◆ Consignes de l'exercice ◆
1. Dans le texte sur le diplomate israélien, pour quelle raison le président de la Commission des affaires étrangères figure-t-il sur la « liste noire » imaginée ?
2. Recopiez le passage du texte sur le diplomate israélien qui commence par « Supposons aussi qu’un » et se poursuit jusqu'à « du Parti travailliste. », en substituant « diplomate » à « fonctionnaire ».
3. Rédigez la suite du texte sur le diplomate israélien à partir de l'endroit où il s'arrête.

◆ Extrait fourni ◆
---*---
Un diplomate israélien a essayé de torpiller un ministre britannique et le gouvernement n’a pas réagi. S’il s’était agi d’un Russe, la réaction à un tel scandale aurait été dévastatrice
Tentons une expérience de pure imagination : l’ambassade russe vient de se faire prendre en flagrant délit en train de dresser une « liste noire » des députés britanniques qu’elle a décidé de « descendre en flammes ».
Allons plus loin : supposons que cette « liste noire » incluait un ministre important au ministère britannique des Affaires étrangères, connu pour la virulence de ses critiques contre Vladimir Poutine.
Et qu’un deuxième personnage sur cette liste n’était autre qu’un critique de la Russie, l’influent président de la Commission des affaires étrangères du parlement, une fois encore ciblé pour ses opinions hostiles à la Russie.
Supposons aussi qu’un fonctionnaire russe ait été filmé en train d’avouer au président des Amis travaillistes de la Russie avoir obtenu « plus d’1 million de livres sterling » pour payer le voyage en Russie d’un certain nombre de députés favorables du Parti travailliste.
Des enregistrements secrets révèlent l’influence israélienne sur le Parti conservateur britannique
Voilà qui aurait provoqué un joli pataquès. L’ambassadeur russe aurait été convoqué au ministère des Affaires étrangères et sommé de s’expliquer.
---*---
◆ Données brutes ◆
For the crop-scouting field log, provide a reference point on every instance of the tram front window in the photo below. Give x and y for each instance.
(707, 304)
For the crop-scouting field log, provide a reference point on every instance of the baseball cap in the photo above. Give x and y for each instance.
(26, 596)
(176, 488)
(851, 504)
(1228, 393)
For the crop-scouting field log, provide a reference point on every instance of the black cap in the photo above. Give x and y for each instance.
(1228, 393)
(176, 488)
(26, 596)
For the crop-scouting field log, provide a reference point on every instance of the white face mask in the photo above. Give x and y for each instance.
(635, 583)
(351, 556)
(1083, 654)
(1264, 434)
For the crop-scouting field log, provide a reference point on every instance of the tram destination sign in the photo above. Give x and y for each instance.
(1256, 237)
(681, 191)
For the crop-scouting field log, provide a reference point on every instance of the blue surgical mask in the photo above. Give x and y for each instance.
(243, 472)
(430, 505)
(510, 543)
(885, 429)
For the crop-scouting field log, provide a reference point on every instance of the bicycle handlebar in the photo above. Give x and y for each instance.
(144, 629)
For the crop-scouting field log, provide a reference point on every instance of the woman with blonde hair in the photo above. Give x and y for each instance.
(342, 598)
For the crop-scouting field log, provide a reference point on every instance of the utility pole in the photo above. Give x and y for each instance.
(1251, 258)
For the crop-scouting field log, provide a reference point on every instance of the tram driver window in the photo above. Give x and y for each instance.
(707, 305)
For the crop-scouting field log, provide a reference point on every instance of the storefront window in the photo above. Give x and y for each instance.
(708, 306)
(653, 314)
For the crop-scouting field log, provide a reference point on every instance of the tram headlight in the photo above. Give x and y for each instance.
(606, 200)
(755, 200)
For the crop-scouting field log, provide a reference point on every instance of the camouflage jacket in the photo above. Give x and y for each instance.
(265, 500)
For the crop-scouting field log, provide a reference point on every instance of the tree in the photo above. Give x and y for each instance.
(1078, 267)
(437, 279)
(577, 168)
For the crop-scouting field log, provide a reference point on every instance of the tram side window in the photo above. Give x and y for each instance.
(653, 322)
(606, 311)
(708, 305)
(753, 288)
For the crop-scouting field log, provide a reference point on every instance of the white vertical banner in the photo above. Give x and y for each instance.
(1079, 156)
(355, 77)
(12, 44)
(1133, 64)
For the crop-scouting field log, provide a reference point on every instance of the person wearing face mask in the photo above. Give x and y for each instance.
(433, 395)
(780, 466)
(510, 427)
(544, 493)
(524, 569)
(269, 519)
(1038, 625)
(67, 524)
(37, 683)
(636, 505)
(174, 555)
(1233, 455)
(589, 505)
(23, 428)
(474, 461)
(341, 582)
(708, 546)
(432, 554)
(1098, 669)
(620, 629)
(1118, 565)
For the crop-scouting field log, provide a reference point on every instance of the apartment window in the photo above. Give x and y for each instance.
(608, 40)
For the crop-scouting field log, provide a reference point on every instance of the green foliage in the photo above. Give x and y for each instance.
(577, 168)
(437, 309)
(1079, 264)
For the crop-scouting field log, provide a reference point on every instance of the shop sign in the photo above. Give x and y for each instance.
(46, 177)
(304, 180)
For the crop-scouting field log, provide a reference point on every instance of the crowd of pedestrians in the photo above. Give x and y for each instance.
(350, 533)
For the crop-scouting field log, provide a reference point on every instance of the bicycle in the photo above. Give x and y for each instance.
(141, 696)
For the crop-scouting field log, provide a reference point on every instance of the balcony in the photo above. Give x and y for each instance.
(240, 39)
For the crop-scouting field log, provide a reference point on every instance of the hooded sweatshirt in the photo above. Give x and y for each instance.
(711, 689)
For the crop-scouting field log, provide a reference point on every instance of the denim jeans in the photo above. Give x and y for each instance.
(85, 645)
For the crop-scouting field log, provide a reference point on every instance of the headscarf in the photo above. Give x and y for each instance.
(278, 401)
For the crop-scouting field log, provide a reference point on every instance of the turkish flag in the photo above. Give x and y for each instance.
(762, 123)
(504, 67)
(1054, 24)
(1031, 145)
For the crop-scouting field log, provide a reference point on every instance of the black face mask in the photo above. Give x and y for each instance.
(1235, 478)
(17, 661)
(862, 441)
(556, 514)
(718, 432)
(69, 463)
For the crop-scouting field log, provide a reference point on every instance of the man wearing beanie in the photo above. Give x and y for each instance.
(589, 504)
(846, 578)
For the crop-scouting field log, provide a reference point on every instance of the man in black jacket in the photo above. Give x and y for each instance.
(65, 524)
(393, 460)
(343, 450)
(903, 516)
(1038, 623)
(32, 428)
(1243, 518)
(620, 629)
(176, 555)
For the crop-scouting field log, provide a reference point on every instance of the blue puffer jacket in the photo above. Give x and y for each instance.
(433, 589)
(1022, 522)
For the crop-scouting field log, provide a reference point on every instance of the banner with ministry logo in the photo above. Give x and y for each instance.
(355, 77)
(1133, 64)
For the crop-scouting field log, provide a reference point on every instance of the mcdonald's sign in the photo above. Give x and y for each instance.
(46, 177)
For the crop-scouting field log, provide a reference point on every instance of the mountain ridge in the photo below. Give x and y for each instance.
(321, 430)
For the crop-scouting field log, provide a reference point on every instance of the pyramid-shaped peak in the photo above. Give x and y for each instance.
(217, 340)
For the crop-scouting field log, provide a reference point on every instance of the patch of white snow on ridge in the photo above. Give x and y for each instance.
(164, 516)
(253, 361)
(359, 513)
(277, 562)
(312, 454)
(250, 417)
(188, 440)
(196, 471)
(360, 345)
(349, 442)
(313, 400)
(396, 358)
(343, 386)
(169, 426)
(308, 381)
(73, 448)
---*---
◆ Réponses aux exercices ◆
1. Il y est ciblé pour ses opinions hostiles à la Russie.

2.
Supposons aussi qu’un diplomate russe ait été filmé en train d’avouer au président des Amis travaillistes de la Russie avoir obtenu « plus d’1 million de livres sterling » pour payer le voyage en Russie d’un certain nombre de députés favorables du Parti travailliste.

3.
Ce fonctionnaire d’ambassade aurait été indubitablement embarqué sans autre forme de procès sur le prochain avion à destination de son pays d’origine.
On aurait entendu des menaces de sanctions et d’interruption des relations diplomatiques. Une crise diplomatique de grande envergure aurait éclaté. La Première ministre britannique, Theresa May, aurait exigé des explications et des excuses personnelles de la part de Poutine.
Substituez « la Russie » à Israël, et vous obtiendrez un tout autre dénouement.
Pas d’expulsion. Pas d’incident diplomatique. Aucune menace de sanctions. L’affaire est close. « Circulez, y a rien à voir ».
Comme s’il n’y avait rien là que de très banal, on nous a informés que l’ambassadeur israélien s’était excusé auprès d’Alan Duncan. Le ministère des Affaires étrangères britannique a publié une brève déclaration expliquant que le Royaume-Uni a « des relations fortes avec Israël et nous considérons que l’affaire est close ».
Nauséabonde, cette affaire-là. Il y a quelque chose qui cloche, et gravement. Ça ne colle pas.
Cet épisode soulève un certain nombre de questions brûlantes quant à la sécurité nationale britannique, et aucune n’a trouvé réponse.
Premièrement et avant tout, qui est vraiment ce Shai Masot, fonctionnaire d’ambassade israélien ? On nous dit qu’il est certes au service de l’ambassade israélienne, mais pas diplomate.
S’il n’est pas diplomate, il est quoi ?
Shai Masot, le Machiavel israélien pris la main dans le sac
L’ambassade israélienne prétend que le Commandant Masot (qui se décrit apparemment comme un officier des Forces de défense israéliennes) n’est rien de plus qu’une figure mineure ayant tenu des propos déplacés.
Nous ne devrions pas accepter aveuglément cette assertion. Je dirais même qu’il n’est pas question de l’accepter du tout.
Masot manie de très grandes sommes d’argent – plus d’un million en faveur des seuls Amis travailliste d’Israël, à en croire les enregistrements.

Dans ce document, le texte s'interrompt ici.